Task list:
A. Reproduce the passage of the essay about Roger Federer starting with "Illustration: Arati Gujar" and going on through "square root of…’.".
B. In the essay about Roger Federer, at what score in the fifth set of the 2008 Wimbledon final did Nadal break?

Growing and Grieving Alongside Roger Federer

Sports

Growing and Grieving Alongside Roger Federer

Illustration: Arati Gujar

Iam 15, the year is 2008. I recently started my JEE prep. Today, I learned about Sridharacharya’s formula for solving quadratic equations. Now I have a ton of sums to solve from the thick, white Brilliant Tutorials textbook before tomorrow. But my mind is elsewhere. Federer is playing Nadal in the Wimbledon final later today. This is their third consecutive Wimbledon final. Evening comes around and the match begins. I take my seat in the drawing room with the textbook in front of me. I am going to solve quadratic equations while I watch the match. Of course that doesn’t happen. Federer drops the first two sets. I am overcome with anxiety, I can’t focus on anything else, let alone remember ‘minus b plus/minus square root of…’.

It’s been raining in London. The match drags out to late night. My father who was watching the match with me has gone off to sleep, having written off Federer. But Federer pulls back, winning the next two sets in tie-breaks. I am thrilled. He’s going to win his 6th Wimbledon final in a row. It starts to rain again in London. I can’t cope with these rain delays anymore. The anxiety is crippling. I’m pacing up and down the drawing room in front of the TV. It’s past midnight now. I haven’t solved a single quadratic equation. The fifth set begins. Federer looks shaky from the beginning but I know he will pull through in the end.

The battle drags on beyond 6-6 in the fifth. It’s now the longest Wimbledon final in the history of the tournament. At 7-7, Nadal breaks, and quickly starts serving for the Championship. My heart starts to sink but I still have some hope. I haven’t stopped pacing up and down restlessly. Championship point to Nadal. Federer mistimes a forehand; the ball crashes into the net. It’s over. I let myself fall to the floor on my back. I remember the feeling like it was yesterday. There I lay, heartbroken, staring at the drawing room ceiling,  listlessly, at 2 in the morning, not a single quadratic equation solved. Since then, to this day, my idea of a quadratic equation is inextricably linked to the memory of a mistimed Federer forehand.

I don’t remember the first time I saw Federer on TV, nor do I remember why I started following him. I think it had more to do with me than with him.  Following Tennis, and Federer was ‘cool’ for the adolescent Palash living in a small town. It bought me some social capital among friends. But as I grew older, and the social function lost its value, I found myself deeply sucked into his world. My teenage naiveté led me to believe that there was some cosmic connection linking the two of us.

But as I grew older, and the social function lost its value, I found myself deeply sucked into Federer’s world.

Records excerpted from a collection:

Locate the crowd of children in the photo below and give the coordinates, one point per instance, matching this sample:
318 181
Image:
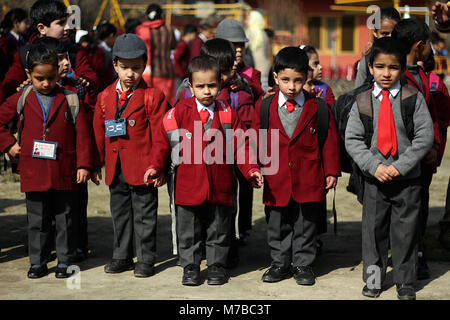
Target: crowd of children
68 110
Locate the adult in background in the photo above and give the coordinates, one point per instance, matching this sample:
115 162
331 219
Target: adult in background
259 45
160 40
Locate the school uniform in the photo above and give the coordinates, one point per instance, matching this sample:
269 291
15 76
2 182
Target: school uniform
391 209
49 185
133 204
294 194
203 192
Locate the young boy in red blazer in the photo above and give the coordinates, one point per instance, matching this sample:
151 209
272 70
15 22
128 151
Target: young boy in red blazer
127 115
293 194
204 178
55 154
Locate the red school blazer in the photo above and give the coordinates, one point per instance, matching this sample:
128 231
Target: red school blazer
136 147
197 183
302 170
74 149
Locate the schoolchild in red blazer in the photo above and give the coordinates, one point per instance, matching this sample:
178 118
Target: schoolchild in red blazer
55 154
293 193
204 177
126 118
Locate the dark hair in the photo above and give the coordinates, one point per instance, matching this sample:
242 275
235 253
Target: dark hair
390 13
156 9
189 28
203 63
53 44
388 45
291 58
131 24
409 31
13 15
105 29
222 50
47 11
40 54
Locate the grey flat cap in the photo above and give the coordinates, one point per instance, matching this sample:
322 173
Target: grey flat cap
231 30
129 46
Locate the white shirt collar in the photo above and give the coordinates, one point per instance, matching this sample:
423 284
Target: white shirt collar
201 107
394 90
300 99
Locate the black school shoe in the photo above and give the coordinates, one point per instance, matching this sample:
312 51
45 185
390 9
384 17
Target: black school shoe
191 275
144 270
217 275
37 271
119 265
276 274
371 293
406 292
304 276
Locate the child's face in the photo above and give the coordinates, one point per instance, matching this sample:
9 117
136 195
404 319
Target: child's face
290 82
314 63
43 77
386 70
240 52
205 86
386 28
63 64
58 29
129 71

Final answers:
A.
Illustration: Arati Gujar

Iam 15, the year is 2008. I recently started my JEE prep. Today, I learned about Sridharacharya’s formula for solving quadratic equations. Now I have a ton of sums to solve from the thick, white Brilliant Tutorials textbook before tomorrow. But my mind is elsewhere. Federer is playing Nadal in the Wimbledon final later today. This is their third consecutive Wimbledon final. Evening comes around and the match begins. I take my seat in the drawing room with the textbook in front of me. I am going to solve quadratic equations while I watch the match. Of course that doesn’t happen. Federer drops the first two sets. I am overcome with anxiety, I can’t focus on anything else, let alone remember ‘minus b plus/minus square root of…’.

B. At 7-7.